▸ THE PROBLEM
The entries must be retyped exactly, down to the last line.

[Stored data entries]
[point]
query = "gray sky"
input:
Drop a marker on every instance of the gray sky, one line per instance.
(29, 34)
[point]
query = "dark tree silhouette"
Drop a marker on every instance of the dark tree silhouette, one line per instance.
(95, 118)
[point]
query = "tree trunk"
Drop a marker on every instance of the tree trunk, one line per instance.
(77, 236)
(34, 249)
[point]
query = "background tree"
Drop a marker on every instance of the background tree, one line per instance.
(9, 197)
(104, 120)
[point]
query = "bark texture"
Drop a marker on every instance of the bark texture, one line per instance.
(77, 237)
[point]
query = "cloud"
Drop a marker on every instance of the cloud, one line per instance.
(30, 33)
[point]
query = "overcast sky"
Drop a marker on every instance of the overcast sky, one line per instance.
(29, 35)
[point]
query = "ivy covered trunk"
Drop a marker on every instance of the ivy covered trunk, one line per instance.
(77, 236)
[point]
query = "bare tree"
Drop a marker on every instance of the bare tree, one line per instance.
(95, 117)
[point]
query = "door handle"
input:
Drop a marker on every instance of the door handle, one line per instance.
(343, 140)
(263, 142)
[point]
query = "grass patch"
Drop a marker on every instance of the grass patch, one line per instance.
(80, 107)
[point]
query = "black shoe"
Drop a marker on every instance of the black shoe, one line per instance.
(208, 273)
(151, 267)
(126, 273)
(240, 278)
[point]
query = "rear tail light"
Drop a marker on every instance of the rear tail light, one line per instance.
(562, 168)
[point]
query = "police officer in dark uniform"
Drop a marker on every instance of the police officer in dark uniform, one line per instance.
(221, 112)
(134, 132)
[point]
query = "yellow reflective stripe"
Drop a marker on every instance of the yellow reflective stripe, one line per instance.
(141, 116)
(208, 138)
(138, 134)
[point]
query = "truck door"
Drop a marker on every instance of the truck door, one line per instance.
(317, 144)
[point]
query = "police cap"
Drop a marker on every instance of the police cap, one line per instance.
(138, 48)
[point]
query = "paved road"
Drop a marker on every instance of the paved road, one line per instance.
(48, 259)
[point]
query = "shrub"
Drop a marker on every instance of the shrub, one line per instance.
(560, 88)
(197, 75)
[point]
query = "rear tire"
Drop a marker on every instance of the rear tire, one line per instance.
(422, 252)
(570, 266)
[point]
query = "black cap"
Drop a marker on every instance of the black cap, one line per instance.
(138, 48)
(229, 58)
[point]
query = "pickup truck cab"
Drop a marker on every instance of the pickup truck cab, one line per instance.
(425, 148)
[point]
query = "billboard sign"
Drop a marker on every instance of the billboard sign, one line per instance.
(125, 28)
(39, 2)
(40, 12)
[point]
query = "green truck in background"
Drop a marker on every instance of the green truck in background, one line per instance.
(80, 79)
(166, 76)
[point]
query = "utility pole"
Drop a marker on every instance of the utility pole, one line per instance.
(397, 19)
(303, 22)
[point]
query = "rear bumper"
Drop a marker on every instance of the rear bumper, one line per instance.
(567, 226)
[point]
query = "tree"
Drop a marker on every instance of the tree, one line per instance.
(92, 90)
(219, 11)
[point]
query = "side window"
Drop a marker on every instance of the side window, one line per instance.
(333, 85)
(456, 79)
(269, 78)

▸ WORKED SOLUTION
[point]
query = "gray sky"
input:
Drop a marker on every instance of the gray sky, one line per instance.
(29, 34)
[point]
query = "dark tree silhouette"
Drop a marker on every instance of the dark tree silhouette, one line per instance.
(95, 118)
[point]
query = "tree trunk"
Drop a marker on every instance of the tree trunk, one line per instance.
(77, 236)
(34, 249)
[point]
query = "background tree"
Drop a marker on every instance of the background tree, one line per instance.
(9, 197)
(104, 120)
[point]
query = "bark texture"
Drop a marker on every instance of the bark texture, one line per instance.
(77, 237)
[point]
query = "cloud"
Drop a marker on every instance of the cloud, one line per instance.
(30, 33)
[point]
query = "overcast sky"
Drop a marker on every instance of the overcast sky, one line per instance.
(29, 35)
[point]
query = "ivy covered trunk"
Drop a marker on every instance of the ivy covered trunk, one line per instance.
(77, 236)
[point]
query = "bare tree"
Drop a marker on every instance of the bare tree, one line per instance.
(95, 117)
[point]
query = "door handle"
input:
Drop a marker on every instance of the door handle, one line per instance.
(343, 140)
(263, 142)
[point]
query = "grass patch"
Drop a marker on every instance of the grass patch, one line per instance.
(80, 107)
[point]
query = "black shoe"
Drop a marker on every instance of the black shoe, one line per instance.
(208, 273)
(151, 267)
(126, 273)
(240, 278)
[point]
query = "rear tail light"
Drop a marker on every instance of the rear tail light, one line per instance.
(562, 168)
[point]
query = "police officer in dark uniform"
Drop a marker on every instance of the police officer in dark uniform, one line per instance.
(221, 112)
(134, 132)
[point]
query = "yellow reflective stripe"
Drop a marker on every instance of the yellow reflective stripe, one line per instance.
(141, 116)
(208, 138)
(138, 134)
[point]
query = "truck door"
Drop a marker on every instance of the truck door, one line per instance.
(317, 144)
[point]
query = "police cap"
Drop a marker on every instance of the police cap, one line per instance.
(138, 48)
[point]
query = "paved road"
Drop a marker on every instance of the paved road, one line per instance.
(48, 259)
[point]
query = "shrub"
Drop a marker on every instance of the shrub, one line per instance.
(560, 88)
(197, 75)
[point]
query = "rear tire"
Drop a marker on every instance of the rear tire, one line per instance.
(422, 252)
(570, 266)
[point]
query = "black cap"
Drop a marker on every instance of the black cap, one line per instance.
(138, 48)
(229, 58)
[point]
query = "pickup truck cab"
Drop a marker on every instance of the pickup truck cab, one line per instance.
(425, 148)
[point]
query = "billboard sign"
Drop a marker on every instance of the billboard sign, one line per instance.
(125, 28)
(39, 2)
(40, 12)
[point]
query = "green truck in background"
Drop a marker on every instance of the green truck in background, one line per instance.
(80, 79)
(166, 76)
[point]
query = "utility pole"
Drop a marker on every instance of the utility pole, one line per instance.
(397, 19)
(303, 22)
[point]
query = "rear bumper"
Drop a marker on every instance of the rear bumper, one line per instance.
(567, 226)
[point]
query = "tree"
Drop a marker on every instance of the tree, one line per instance.
(92, 90)
(219, 11)
[point]
query = "side window"
Drop a marker on every instance of the side window, one line per instance.
(333, 85)
(456, 79)
(269, 78)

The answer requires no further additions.